[EXERCISE DETAILS] Give back all of the data exactly. Leave nothing out.

Stored items
- - - -

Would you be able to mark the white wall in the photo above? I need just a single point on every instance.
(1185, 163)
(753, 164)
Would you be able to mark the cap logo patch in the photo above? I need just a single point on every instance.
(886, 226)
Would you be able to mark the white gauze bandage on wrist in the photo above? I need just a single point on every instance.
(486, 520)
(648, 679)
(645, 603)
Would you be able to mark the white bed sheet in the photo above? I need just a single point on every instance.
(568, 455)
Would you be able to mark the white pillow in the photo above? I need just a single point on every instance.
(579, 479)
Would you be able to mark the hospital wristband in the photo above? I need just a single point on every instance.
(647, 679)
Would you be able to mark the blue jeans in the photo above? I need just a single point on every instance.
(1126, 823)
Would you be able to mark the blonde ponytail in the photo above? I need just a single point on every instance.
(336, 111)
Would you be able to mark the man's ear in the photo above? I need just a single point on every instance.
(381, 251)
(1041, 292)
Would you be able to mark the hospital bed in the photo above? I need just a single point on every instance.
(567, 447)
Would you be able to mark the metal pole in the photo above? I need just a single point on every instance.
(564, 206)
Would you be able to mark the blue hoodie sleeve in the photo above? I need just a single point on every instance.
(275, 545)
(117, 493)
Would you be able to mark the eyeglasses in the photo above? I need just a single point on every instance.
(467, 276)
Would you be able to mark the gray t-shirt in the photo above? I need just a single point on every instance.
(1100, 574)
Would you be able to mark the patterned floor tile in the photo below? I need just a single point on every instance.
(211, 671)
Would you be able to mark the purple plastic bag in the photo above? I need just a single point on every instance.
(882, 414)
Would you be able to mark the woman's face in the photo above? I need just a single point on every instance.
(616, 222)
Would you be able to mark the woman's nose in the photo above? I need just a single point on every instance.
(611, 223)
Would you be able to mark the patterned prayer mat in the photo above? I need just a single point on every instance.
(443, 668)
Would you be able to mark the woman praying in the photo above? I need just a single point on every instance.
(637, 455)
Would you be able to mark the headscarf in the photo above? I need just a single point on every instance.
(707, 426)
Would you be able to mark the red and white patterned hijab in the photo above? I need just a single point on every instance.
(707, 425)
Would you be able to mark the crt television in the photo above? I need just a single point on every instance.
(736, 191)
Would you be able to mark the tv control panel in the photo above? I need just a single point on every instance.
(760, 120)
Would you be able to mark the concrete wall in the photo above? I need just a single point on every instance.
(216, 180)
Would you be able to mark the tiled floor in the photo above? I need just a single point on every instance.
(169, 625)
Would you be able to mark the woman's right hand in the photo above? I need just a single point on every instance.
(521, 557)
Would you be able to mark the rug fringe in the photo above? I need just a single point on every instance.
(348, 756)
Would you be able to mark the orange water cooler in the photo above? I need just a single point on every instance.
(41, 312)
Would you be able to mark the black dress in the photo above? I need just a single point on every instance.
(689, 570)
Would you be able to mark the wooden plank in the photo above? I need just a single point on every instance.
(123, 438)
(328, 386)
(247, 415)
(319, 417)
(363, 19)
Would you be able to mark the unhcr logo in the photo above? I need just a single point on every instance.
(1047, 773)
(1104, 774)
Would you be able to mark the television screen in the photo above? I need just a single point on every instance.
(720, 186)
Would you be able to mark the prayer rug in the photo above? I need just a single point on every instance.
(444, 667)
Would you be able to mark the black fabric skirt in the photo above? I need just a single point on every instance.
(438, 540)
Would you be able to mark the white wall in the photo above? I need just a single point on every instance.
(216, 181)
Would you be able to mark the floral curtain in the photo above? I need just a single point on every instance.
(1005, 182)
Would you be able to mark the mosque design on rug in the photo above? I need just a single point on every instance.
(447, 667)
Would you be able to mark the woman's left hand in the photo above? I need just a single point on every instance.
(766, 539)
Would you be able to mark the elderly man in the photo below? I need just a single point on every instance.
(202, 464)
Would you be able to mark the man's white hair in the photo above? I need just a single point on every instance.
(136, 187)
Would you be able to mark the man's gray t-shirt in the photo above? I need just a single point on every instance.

- - - -

[REPLY]
Would you be able to mark the white wall in the photo above? I need just a single point on every instance.
(1185, 163)
(753, 164)
Would you be able to mark the cap logo patch in the photo above? I need just a single point on every instance.
(886, 226)
Would you be able to mark the white gauze bandage on wrist in the photo above? I need just a single point on every instance.
(486, 520)
(648, 679)
(645, 603)
Would you be able to mark the white bed sheet in the photo above? I need just a single point on every instance.
(568, 455)
Would you be able to mark the white pillow in the photo above? I need just a single point on every instance.
(579, 479)
Would you be able to mark the hospital wristband in the photo above? I need just a single point on every instance.
(647, 679)
Would you be able to mark the blue jeans in the photo above? I need just a single point on every instance.
(1126, 823)
Would you be able to mark the blonde ponytail in the photo above? I need just a single point on every instance.
(336, 111)
Would you be able to mark the man's ear in the photo above? I need just a single point on every instance.
(381, 251)
(1041, 292)
Would you be able to mark the hospital bed in the photo above? I need just a single point on every instance.
(567, 447)
Would you be able to mark the metal pole in the photo above? I need just a single point on every instance.
(564, 206)
Would you be able to mark the blue hoodie sleeve in the photo above? I need just a single point on every instance.
(275, 545)
(117, 493)
Would you be able to mark the eyeglasses in the photo above? I need just a single point on every instance.
(467, 276)
Would you be able to mark the gray t-shirt in the photo above? I need just a single point on every instance.
(1100, 574)
Would you be able to mark the patterned floor tile in the photo below? I need just a single point on every instance.
(211, 671)
Would you be able to mark the purple plastic bag in the photo above? I need just a single point on every instance.
(882, 414)
Would you be able to mark the woman's face in the photo above? I need just a single point on every instance.
(616, 222)
Would you be able to mark the woman's nose in the photo above? I need just a single point on every instance.
(611, 223)
Would you be able to mark the patterned prayer mat in the photo above? I need just a single point on every instance.
(443, 668)
Would you be able to mark the woman praying in the photo above? I need just a single point on every instance.
(637, 455)
Would you be able to mark the headscarf in the photo above? I need just a single point on every instance.
(707, 426)
Would you be able to mark the red and white patterned hijab in the photo above? I need just a single point on every instance.
(707, 425)
Would you be able to mark the crt television in the photo above? I need just a single point on every instance.
(736, 191)
Would you be able to mark the tv control panel in the photo above? I need just a single point on every instance.
(760, 120)
Would you be able to mark the concrete wall in the photo above? I need just a single point on every instance.
(216, 180)
Would you be able to mark the tiled floor in the photo above? I need just a single point on every instance.
(169, 625)
Would you be able to mark the woman's right hand in the photo above? I need just a single point on every instance.
(521, 557)
Would you be able to mark the rug fringe in the photo above? I need just a single point on every instance.
(348, 756)
Would you be able to mark the orange water cooler in the photo above? I need just a single point on every instance.
(41, 312)
Would you be able to mark the black dress in the photo above? I need just a single point on every instance.
(689, 570)
Would you be able to mark the wooden plank in the photo above? I need just a single point on every instance.
(123, 438)
(328, 386)
(247, 415)
(319, 417)
(363, 19)
Would you be able to mark the unhcr logo in the photo above? I need just a single point on every instance.
(1047, 773)
(1104, 774)
Would you be able to mark the television screen in the photo above? I need just a single point on every instance.
(720, 186)
Would you be able to mark the prayer rug in the photo above? I need just a single point on every instance.
(444, 667)
Would you be able to mark the black fabric skirt in the photo above? I need just a single point on every instance.
(438, 540)
Would you be able to mark the white wall in the photo above? I need just a single point on every instance.
(216, 181)
Would you be able to mark the floral curtain in the photo above? I need just a single point on every instance.
(1005, 182)
Would you be able to mark the mosque design on rug in the photo above? I need just a single point on every instance.
(447, 667)
Would you be able to mark the woman's left hand in the photo above? I need just a single point on every instance.
(766, 539)
Would you be able to mark the elderly man in the photo below? I need just a single point on every instance.
(202, 464)
Would you be able to mark the man's white hair in the photo above? I need just a single point on every instance.
(136, 187)
Would you be able to mark the man's gray t-shirt in the photo above? I need just a single point on every instance.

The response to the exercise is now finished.